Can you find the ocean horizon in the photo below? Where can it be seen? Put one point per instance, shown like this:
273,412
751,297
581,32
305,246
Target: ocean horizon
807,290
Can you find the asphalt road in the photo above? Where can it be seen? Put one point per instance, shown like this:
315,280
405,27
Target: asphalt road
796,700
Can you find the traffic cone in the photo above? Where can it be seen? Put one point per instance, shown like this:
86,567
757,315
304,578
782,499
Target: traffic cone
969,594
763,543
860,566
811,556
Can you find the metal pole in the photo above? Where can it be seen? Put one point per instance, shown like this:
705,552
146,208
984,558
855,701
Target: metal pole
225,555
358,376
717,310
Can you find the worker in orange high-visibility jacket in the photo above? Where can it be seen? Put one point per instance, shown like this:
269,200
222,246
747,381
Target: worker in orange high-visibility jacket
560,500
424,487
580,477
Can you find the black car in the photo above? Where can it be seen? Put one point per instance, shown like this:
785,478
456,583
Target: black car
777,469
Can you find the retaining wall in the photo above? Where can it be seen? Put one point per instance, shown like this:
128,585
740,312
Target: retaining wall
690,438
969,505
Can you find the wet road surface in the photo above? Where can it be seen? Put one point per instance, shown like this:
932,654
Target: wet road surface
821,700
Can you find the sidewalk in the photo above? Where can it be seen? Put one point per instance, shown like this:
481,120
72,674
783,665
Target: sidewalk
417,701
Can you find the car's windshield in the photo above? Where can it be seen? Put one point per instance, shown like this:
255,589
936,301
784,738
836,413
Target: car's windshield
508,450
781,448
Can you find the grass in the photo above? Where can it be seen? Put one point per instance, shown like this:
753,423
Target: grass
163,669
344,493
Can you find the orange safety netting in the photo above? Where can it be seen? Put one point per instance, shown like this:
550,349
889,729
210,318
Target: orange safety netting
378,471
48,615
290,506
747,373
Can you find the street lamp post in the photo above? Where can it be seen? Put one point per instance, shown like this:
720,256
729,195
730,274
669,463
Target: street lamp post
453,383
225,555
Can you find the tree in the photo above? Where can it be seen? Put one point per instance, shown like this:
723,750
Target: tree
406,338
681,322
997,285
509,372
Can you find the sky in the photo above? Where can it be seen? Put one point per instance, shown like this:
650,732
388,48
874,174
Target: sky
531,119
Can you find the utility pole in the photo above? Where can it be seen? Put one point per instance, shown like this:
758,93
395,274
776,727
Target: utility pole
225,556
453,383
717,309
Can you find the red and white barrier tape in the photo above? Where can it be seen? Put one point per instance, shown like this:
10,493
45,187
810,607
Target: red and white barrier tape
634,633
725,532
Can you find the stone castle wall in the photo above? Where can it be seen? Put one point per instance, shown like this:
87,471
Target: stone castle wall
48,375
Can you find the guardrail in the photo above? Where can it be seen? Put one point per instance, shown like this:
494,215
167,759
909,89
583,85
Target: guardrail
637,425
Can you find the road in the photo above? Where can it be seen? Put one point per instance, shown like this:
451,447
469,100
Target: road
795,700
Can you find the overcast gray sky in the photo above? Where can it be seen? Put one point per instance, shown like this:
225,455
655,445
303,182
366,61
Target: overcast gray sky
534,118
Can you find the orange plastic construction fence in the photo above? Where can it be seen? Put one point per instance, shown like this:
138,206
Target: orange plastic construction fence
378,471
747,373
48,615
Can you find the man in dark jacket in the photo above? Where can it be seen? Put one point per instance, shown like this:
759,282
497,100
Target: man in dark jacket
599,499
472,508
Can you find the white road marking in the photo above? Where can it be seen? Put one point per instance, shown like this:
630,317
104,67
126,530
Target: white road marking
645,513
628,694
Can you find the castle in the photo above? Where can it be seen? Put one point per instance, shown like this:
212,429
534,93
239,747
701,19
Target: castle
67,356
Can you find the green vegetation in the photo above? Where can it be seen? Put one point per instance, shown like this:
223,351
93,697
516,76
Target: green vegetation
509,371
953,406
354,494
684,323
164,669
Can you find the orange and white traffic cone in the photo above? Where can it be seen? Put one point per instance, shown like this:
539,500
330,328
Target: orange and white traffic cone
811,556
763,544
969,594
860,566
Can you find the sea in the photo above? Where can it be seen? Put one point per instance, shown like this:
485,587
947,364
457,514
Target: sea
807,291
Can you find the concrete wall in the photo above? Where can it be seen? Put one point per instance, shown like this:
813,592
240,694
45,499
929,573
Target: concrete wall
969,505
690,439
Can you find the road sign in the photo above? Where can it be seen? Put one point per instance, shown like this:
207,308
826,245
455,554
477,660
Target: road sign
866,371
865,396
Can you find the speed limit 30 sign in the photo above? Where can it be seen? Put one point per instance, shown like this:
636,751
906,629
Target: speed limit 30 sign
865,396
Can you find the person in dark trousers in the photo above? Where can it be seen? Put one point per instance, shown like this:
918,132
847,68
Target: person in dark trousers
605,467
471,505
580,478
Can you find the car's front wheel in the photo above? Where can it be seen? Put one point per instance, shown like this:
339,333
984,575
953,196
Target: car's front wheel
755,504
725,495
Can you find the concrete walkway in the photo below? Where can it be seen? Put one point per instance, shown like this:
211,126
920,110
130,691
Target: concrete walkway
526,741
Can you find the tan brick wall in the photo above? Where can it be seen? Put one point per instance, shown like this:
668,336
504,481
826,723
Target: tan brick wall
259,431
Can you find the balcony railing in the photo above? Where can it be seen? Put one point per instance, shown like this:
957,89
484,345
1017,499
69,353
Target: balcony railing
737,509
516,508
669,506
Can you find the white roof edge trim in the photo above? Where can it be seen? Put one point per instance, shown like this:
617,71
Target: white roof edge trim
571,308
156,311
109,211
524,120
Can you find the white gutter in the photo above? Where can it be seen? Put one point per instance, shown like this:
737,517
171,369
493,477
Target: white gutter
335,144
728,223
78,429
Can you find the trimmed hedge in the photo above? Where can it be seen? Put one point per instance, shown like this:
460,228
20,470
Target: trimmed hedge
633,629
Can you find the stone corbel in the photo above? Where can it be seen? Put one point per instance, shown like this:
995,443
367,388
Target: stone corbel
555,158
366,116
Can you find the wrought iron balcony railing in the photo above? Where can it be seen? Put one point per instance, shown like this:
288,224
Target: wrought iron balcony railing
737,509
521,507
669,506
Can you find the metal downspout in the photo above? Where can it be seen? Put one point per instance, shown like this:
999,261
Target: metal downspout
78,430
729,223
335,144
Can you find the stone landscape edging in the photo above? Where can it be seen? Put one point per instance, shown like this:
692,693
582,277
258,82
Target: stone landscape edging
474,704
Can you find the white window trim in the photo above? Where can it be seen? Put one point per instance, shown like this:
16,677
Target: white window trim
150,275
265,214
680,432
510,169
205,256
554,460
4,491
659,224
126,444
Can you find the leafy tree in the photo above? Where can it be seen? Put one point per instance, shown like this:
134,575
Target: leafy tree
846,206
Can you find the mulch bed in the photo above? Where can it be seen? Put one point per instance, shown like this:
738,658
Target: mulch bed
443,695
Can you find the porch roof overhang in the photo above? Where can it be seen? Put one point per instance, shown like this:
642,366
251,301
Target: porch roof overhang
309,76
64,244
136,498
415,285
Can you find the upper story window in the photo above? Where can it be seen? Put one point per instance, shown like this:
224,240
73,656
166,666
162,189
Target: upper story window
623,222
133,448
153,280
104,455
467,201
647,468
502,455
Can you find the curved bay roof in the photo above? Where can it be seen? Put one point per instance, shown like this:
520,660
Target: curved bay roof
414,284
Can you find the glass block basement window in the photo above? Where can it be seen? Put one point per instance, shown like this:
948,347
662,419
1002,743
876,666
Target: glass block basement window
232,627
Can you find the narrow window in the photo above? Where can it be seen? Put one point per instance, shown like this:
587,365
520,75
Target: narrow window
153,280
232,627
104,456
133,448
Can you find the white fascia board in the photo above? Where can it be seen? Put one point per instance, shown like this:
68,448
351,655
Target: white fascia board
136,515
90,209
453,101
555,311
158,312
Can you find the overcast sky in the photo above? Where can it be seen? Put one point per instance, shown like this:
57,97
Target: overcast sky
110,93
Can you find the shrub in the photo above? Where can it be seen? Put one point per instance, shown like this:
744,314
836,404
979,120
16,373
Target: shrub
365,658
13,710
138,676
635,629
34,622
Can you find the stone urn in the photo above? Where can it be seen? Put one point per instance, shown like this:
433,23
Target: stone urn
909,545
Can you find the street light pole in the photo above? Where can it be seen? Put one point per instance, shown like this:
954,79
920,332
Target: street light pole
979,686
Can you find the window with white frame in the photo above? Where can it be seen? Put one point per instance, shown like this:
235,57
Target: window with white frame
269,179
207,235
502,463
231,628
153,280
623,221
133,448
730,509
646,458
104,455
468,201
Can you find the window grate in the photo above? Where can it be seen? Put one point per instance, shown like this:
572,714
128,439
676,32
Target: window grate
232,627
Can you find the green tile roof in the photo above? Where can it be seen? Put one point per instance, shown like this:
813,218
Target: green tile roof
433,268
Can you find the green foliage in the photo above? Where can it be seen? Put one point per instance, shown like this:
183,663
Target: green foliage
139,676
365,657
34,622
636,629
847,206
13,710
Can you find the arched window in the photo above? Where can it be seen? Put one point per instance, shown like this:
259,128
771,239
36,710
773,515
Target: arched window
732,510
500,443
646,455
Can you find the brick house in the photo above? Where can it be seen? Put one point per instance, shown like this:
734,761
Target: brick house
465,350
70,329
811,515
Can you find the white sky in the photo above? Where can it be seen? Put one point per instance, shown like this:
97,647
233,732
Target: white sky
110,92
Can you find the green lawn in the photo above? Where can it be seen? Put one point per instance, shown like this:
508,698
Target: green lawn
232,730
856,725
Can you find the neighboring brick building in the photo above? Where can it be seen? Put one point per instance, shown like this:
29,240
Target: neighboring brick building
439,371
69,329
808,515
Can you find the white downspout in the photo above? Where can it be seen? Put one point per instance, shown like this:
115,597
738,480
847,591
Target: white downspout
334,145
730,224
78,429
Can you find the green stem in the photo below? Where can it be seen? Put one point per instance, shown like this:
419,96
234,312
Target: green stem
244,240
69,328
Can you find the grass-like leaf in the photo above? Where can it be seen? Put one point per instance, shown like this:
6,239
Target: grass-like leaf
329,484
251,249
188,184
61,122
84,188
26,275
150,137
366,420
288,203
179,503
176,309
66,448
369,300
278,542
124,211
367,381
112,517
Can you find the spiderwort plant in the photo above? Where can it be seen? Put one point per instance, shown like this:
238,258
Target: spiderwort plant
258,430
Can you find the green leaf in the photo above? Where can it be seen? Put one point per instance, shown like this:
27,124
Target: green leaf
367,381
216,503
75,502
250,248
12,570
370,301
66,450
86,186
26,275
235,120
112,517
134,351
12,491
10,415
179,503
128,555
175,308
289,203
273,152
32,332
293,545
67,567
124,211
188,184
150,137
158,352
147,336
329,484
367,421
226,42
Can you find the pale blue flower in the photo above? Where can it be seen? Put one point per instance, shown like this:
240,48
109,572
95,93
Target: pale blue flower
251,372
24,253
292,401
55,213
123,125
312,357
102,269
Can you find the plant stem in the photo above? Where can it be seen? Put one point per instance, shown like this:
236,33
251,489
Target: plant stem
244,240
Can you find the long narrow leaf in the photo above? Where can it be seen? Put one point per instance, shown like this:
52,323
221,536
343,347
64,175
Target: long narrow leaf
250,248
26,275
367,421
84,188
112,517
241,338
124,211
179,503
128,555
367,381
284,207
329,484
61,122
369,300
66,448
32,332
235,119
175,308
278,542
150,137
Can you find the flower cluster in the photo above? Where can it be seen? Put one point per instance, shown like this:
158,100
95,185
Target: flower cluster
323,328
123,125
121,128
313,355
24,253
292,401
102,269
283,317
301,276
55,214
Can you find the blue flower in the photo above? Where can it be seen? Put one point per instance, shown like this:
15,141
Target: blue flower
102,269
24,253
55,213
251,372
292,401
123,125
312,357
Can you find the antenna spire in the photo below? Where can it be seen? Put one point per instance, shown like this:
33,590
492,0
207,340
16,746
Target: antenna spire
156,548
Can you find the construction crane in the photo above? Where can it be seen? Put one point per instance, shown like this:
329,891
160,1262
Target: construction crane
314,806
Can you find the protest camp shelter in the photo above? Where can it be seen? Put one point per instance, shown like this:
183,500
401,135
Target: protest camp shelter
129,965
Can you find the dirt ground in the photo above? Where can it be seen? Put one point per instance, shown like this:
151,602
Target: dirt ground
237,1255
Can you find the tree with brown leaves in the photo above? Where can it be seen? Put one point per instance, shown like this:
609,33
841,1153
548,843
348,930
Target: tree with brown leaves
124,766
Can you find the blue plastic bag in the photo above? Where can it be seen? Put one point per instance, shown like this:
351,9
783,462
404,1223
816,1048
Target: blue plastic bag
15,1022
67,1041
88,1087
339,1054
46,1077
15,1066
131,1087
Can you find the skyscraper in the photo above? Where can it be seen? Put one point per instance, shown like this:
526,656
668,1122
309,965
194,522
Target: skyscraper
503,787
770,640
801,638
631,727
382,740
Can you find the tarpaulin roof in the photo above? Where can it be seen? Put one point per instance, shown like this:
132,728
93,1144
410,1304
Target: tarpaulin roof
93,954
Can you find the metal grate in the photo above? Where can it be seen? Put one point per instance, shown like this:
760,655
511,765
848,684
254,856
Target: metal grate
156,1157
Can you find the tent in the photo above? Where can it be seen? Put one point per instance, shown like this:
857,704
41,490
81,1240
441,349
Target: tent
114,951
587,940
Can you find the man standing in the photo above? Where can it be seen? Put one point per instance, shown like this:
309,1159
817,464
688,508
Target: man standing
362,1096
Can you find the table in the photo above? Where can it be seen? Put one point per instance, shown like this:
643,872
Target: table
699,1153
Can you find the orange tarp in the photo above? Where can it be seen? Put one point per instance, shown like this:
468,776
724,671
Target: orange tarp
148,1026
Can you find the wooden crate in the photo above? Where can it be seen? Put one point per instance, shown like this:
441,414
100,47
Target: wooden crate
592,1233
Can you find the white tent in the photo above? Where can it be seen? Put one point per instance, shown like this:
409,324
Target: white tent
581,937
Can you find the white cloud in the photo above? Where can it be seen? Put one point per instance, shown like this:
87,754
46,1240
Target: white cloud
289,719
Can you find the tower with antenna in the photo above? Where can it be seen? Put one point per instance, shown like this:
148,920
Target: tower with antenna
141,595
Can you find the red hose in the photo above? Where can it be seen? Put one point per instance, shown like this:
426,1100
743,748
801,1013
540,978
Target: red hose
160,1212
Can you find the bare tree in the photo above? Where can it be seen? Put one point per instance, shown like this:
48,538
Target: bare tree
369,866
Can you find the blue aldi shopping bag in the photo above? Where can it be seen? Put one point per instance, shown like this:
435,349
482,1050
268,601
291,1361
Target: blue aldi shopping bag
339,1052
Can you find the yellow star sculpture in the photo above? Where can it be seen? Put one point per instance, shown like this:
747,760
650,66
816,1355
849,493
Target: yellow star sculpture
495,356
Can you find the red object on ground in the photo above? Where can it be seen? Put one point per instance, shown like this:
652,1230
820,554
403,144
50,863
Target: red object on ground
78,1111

------------------------------------

Go back to the data above and please quote exactly, and only, the lines from the line with "Can you find the blue aldi" through its last line.

--- Output ---
Can you find the blue aldi shopping bag in the photo above? Where can it be seen? Put one point per instance, shown like this:
435,349
482,1050
268,601
291,1361
Target: blue aldi shopping bag
339,1052
Can you find the yellow star sculpture in the photo above? Where can it be seen? Put one point per instance, shown like this:
747,760
650,66
816,1355
849,493
Target: yellow star sculpture
495,356
Can you find the red object on ground in the photo above? Where can it be seen? Put one point per instance, shown like this:
652,1230
820,554
403,144
50,863
Target: red object on ground
78,1111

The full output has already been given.